The write barrier must be called by each primitive in the runtime that modifies object pointers - set-car!, set-cdr!, vector-set!, etc. Fortunately there are only a handful of these functions.

Relocating Shared Objects

Cyclone must guarantee the objects located on each mutator thread's stack are only used by that thread.

This requirement is critical as any existing references to a stack object will become invalid when that object is moved to the heap by minor GC. Without the proper safety measures in place this would lead to the potential for memory safety issues - segmentation faults, undefined behavior, etc.

Thus Cyclone ensures memory safety by automatically relocating objects to the heap before they can be accessed by more than one thread. Each write barrier checks to see if a heap variable is being changed to point to a variable on the stack. When such a change is detected Cyclone will move only that object to the heap if possible. However for objects with many children - such as a list or vector - it may be necessary for Cyclone to trigger a minor collection in order to ensure all objects are relocated to the heap before they can be accessed by multiple threads.

The following function does the heavy lifting:

object transport_stack_value(gc_thread_data *data, object var, object value, int *run_gc) 
{
  char tmp;
  int inttmp, *heap_grown = &inttmp;
  gc_heap_root *heap = data->heap;

  // Nothing needs to be done unless we are mutating
  // a heap variable to point to a stack var.
* * * *
Stated goal A
Select each line of the records that contains the string "sign", treating uppercase and lowercase as different.
The Cyclone passage has no connection to the records.

Recorded information
* * * *
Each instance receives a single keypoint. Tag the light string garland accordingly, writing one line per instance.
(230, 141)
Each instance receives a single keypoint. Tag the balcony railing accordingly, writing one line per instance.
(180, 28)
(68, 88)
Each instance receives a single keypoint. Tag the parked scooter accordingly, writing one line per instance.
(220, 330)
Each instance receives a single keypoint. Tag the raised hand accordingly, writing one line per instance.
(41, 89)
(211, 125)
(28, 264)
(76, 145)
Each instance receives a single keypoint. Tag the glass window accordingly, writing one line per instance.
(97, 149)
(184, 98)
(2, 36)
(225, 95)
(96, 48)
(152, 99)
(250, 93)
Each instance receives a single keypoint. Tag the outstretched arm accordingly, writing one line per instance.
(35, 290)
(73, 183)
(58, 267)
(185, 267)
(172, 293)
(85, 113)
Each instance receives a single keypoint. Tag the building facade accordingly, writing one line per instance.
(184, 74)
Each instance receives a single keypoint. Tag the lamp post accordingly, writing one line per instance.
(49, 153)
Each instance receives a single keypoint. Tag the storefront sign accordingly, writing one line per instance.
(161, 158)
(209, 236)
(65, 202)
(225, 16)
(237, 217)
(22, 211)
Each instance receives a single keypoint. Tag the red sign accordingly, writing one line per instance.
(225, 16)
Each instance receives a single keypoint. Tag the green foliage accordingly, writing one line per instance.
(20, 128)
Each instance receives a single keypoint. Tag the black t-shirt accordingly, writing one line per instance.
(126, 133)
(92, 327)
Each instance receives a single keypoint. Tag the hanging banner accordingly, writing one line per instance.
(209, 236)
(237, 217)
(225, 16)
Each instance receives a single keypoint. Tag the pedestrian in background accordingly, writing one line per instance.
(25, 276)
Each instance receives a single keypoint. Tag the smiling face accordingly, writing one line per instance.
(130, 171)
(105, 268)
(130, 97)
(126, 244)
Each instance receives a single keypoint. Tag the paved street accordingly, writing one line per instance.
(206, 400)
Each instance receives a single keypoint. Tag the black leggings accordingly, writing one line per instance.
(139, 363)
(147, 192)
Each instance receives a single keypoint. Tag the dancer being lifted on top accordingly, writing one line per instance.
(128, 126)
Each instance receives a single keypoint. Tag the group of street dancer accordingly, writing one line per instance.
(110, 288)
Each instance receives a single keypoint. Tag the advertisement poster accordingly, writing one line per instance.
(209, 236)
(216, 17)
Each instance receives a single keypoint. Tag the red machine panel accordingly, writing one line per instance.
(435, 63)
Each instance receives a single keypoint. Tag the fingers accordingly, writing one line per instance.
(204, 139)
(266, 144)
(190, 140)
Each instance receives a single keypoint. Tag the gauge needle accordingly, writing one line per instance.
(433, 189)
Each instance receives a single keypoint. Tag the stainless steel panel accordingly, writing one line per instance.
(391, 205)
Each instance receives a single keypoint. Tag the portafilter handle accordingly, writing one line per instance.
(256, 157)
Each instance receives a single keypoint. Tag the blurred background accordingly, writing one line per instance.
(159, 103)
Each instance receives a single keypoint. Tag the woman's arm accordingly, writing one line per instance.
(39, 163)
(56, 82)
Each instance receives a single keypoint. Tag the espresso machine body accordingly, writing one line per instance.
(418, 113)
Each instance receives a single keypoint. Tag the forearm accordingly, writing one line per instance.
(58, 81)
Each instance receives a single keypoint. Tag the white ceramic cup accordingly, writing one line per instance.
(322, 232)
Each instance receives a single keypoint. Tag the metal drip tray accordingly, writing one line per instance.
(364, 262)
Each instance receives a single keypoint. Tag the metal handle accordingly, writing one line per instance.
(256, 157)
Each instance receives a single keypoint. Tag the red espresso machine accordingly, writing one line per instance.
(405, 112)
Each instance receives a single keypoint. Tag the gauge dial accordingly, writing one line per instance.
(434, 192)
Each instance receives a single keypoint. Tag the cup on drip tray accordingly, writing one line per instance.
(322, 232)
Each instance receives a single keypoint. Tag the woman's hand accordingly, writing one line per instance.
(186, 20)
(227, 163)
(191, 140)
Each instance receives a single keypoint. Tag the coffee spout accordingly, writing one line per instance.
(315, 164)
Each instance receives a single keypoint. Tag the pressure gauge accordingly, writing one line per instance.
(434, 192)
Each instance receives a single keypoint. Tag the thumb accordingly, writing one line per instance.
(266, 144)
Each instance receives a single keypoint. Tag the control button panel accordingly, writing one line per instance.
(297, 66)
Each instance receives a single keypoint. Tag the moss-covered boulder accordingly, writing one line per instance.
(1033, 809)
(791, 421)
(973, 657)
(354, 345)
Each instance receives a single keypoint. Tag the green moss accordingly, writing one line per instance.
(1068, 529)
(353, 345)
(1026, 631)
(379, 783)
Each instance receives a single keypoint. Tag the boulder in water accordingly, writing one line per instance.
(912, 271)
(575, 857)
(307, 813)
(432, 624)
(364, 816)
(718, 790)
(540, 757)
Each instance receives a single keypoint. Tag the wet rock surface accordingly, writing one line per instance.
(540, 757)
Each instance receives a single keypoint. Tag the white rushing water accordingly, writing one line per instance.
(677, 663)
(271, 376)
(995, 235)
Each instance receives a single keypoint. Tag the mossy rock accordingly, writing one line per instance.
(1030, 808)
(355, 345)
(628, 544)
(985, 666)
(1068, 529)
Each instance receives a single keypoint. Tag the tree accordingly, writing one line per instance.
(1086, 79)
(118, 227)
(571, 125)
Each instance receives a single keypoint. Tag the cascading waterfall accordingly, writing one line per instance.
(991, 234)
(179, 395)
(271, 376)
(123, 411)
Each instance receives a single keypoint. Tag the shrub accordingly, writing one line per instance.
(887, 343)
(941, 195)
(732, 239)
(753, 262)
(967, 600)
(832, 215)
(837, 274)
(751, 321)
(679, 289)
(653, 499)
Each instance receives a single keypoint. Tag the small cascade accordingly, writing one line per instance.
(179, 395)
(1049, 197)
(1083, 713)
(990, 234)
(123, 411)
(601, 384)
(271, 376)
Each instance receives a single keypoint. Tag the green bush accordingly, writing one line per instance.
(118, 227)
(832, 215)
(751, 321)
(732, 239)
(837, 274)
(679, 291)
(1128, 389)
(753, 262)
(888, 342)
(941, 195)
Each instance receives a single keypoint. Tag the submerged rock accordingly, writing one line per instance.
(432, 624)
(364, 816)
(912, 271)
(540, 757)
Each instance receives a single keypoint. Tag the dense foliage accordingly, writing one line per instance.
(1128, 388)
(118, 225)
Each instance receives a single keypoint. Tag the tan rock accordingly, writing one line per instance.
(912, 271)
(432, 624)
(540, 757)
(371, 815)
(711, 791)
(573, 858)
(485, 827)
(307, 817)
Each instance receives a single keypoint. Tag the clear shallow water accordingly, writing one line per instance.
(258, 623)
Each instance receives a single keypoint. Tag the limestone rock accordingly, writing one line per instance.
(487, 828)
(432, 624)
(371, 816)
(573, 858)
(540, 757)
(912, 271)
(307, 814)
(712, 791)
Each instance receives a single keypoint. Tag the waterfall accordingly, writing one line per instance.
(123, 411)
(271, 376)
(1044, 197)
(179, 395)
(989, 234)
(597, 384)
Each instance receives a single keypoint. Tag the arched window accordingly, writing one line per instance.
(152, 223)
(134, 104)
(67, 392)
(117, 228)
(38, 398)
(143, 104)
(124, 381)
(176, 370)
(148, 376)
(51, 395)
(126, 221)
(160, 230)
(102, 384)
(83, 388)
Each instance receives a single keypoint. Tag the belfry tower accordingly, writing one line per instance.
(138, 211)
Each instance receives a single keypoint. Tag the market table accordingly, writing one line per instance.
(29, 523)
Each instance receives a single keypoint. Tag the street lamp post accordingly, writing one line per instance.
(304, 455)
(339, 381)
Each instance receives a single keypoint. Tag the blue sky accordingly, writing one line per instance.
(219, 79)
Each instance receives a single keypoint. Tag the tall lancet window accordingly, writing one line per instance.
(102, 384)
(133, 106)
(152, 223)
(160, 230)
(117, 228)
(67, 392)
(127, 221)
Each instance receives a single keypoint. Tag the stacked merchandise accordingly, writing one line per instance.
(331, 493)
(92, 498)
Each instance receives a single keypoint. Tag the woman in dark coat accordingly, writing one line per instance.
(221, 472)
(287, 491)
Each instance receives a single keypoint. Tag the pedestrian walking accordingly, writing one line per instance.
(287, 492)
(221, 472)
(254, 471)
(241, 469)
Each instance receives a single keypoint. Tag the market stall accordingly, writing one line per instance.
* * * *
Stated goal B
Answer from the Cyclone passage:
(i) What does each write barrier check for?
(ii) What happens to existing references to a stack object when minor GC moves that object to the heap?
(iii) What is the name of the function that does the heavy lifting?

Exercise answer A
Each instance receives a single keypoint. Tag the storefront sign accordingly, writing one line per instance.
Each instance receives a single keypoint. Tag the red sign accordingly, writing one line per instance.

Exercise answer B
(i) Whether a heap variable is being changed to point to a variable on the stack.
(ii) They become invalid.
(iii) transport_stack_value